**Goal**
Rewrite the material between the lines holding "Find the wrinkled" and "[(289, 103)]", inclusive, as a two-column CSV headed input and output, with each text and its answer on one row. Quote every field and turn line breaks into spaces.

**Information given**

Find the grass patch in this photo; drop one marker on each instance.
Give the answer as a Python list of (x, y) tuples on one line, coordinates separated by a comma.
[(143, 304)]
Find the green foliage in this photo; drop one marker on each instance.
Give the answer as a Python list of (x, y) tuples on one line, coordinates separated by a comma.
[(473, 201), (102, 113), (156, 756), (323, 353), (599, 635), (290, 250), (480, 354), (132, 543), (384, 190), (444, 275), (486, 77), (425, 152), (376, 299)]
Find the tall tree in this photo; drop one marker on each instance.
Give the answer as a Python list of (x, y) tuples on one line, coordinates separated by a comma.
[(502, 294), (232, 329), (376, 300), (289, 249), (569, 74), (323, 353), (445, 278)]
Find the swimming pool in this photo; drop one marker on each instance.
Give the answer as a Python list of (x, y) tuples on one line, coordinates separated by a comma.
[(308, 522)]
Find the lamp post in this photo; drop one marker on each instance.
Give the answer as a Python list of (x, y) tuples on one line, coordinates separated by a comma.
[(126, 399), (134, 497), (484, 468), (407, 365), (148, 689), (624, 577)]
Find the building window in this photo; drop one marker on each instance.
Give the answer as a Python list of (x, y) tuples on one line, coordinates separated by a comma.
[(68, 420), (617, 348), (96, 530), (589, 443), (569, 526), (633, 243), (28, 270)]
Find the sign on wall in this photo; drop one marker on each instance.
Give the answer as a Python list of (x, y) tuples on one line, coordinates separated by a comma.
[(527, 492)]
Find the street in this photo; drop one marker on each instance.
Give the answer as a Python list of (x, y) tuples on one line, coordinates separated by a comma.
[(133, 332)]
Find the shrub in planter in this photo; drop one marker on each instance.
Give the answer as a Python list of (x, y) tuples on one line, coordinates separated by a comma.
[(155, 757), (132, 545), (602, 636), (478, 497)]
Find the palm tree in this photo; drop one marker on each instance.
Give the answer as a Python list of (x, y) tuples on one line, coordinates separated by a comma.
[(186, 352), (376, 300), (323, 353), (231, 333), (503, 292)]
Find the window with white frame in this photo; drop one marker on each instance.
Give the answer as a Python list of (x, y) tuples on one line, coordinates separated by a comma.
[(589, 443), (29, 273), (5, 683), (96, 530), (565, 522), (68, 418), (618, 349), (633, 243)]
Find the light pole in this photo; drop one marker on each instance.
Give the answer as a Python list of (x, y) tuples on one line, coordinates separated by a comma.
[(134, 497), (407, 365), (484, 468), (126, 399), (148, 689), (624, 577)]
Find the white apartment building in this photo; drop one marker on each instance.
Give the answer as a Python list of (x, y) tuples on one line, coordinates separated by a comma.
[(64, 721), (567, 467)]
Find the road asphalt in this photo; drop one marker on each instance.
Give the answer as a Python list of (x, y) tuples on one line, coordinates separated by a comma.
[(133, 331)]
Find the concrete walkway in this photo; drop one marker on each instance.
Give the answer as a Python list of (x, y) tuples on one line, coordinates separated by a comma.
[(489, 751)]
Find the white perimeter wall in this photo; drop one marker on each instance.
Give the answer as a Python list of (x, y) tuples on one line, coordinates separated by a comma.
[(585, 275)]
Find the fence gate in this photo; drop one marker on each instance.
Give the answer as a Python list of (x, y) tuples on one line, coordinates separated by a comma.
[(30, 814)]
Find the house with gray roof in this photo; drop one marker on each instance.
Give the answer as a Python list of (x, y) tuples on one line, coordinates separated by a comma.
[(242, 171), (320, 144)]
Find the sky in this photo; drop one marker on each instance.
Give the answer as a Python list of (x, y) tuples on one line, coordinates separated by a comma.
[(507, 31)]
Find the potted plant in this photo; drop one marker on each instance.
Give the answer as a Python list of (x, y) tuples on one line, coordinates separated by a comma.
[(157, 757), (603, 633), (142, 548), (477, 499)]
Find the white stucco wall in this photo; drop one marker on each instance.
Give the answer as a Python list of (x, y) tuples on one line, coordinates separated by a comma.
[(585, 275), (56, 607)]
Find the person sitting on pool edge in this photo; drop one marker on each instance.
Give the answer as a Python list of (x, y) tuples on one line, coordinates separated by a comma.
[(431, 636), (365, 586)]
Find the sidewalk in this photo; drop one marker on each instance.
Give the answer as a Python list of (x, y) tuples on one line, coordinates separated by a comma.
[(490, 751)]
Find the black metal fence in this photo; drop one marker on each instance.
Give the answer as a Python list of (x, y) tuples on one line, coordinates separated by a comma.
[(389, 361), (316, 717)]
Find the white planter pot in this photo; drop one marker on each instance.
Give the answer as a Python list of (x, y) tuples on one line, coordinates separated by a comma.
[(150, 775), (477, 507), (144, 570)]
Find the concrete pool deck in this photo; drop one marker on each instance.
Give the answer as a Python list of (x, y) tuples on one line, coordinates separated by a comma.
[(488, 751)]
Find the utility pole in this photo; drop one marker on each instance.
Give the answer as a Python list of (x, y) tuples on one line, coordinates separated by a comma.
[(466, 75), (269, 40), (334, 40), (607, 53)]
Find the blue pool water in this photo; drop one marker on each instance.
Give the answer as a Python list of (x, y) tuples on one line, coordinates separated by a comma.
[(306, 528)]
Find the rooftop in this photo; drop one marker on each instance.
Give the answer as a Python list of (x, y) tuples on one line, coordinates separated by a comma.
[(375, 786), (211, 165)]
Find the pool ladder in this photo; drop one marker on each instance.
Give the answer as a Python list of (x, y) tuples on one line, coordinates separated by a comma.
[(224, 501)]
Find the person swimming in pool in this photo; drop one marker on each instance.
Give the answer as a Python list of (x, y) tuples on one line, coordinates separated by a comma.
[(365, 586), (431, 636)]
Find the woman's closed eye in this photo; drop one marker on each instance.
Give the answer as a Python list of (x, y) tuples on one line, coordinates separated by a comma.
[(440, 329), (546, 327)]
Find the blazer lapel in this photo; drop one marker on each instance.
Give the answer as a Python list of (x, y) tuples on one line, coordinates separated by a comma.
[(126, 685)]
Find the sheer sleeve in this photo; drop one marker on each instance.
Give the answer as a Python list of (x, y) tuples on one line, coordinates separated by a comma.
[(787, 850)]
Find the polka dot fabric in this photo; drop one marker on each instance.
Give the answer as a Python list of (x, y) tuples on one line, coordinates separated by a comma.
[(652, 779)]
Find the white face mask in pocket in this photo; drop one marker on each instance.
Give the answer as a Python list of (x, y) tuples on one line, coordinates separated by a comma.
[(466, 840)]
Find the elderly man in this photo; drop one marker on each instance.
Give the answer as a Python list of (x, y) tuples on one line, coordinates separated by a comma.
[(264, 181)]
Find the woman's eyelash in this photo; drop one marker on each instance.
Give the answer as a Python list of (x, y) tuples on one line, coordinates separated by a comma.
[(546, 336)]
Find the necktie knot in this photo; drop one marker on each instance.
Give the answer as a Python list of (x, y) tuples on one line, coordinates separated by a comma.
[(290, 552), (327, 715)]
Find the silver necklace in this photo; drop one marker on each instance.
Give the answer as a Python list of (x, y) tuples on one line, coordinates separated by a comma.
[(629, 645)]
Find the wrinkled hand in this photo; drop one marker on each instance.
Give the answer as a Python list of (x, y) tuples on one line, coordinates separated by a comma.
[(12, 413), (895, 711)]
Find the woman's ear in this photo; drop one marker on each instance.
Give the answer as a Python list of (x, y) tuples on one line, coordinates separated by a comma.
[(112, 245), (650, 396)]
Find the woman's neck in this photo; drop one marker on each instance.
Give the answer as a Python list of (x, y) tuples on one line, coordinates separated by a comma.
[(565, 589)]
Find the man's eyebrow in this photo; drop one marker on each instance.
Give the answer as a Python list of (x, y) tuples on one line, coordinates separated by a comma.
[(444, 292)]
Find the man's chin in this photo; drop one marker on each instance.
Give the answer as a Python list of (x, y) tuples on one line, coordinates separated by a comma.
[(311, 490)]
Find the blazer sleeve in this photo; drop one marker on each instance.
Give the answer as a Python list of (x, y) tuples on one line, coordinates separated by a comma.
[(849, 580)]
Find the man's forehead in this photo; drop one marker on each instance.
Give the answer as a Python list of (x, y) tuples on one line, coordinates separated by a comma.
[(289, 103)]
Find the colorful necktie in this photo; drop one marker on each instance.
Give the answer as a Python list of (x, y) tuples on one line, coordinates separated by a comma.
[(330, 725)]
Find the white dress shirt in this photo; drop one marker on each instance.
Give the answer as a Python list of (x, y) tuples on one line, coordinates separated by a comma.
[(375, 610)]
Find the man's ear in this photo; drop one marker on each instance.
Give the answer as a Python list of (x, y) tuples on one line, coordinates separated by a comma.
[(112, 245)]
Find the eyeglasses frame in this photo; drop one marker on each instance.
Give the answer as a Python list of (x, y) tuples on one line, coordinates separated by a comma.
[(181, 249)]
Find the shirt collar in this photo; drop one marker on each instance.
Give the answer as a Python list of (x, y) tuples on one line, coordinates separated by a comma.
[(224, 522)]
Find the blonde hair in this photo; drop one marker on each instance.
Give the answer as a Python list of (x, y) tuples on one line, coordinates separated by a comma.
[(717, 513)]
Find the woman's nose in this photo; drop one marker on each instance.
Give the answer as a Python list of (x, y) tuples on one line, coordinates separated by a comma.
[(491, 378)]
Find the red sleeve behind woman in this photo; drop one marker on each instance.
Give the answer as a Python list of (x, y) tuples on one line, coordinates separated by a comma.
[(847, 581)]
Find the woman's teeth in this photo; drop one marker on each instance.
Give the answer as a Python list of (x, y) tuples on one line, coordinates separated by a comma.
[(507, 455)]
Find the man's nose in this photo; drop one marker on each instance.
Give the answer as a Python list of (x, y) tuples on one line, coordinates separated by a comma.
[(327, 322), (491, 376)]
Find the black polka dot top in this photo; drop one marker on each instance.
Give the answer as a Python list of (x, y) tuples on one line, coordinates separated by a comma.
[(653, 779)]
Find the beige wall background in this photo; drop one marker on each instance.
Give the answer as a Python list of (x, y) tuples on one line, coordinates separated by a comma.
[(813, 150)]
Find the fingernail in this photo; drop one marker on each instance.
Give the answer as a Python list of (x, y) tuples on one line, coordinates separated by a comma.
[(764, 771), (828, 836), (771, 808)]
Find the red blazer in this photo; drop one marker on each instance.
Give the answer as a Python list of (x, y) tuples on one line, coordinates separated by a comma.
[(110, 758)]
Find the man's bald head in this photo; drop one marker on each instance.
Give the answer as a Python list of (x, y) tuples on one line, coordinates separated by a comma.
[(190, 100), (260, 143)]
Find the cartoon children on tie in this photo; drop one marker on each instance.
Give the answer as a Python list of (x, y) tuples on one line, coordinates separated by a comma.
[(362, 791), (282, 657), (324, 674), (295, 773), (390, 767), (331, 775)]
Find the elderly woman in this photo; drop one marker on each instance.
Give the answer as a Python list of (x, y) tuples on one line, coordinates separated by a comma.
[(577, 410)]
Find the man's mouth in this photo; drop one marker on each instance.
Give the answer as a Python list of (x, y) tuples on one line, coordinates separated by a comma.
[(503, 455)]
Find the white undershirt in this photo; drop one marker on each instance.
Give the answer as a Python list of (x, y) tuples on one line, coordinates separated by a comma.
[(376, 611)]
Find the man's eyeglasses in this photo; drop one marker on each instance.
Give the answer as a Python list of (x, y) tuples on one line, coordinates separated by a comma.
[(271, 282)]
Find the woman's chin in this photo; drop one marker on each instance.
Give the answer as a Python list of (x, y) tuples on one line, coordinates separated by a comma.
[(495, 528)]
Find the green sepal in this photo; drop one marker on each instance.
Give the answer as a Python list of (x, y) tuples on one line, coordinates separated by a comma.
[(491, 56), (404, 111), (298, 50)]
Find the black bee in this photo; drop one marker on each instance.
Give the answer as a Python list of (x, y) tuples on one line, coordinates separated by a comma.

**The answer**
input,output
"Find the wrinkled hand in this photo; drop one marker on each instance. Give the answer as a Python list of (x, y) tuples on one line, coordinates separated by a comma.","[(12, 413), (895, 711)]"
"Find the woman's ear in this photo; drop one marker on each instance. Give the answer as a Python list of (x, y) tuples on one line, coordinates separated by a comma.","[(112, 245), (650, 396)]"
"Find the woman's neck in this photo; drop one marker on each instance. Give the answer as a Python list of (x, y) tuples on one line, coordinates separated by a comma.","[(565, 589)]"
"Find the man's eyebrow in this photo; drop one marker on each instance. Give the answer as a Python list of (x, y) tuples on one line, coordinates separated by a comma.","[(444, 292)]"
"Find the man's chin in this photo; drop one marker on each instance. Give the answer as a Python list of (x, y) tuples on one line, coordinates separated by a comma.","[(311, 490)]"
"Find the blazer sleeve in this photo; drop one marker on each instance. Give the answer as a Python list of (x, y) tuples on one line, coordinates separated by a comma.","[(849, 580)]"
"Find the man's forehead in this photo; drop one marker on each instance. Give the answer as a Python list of (x, y) tuples on one line, coordinates separated by a comma.","[(289, 103)]"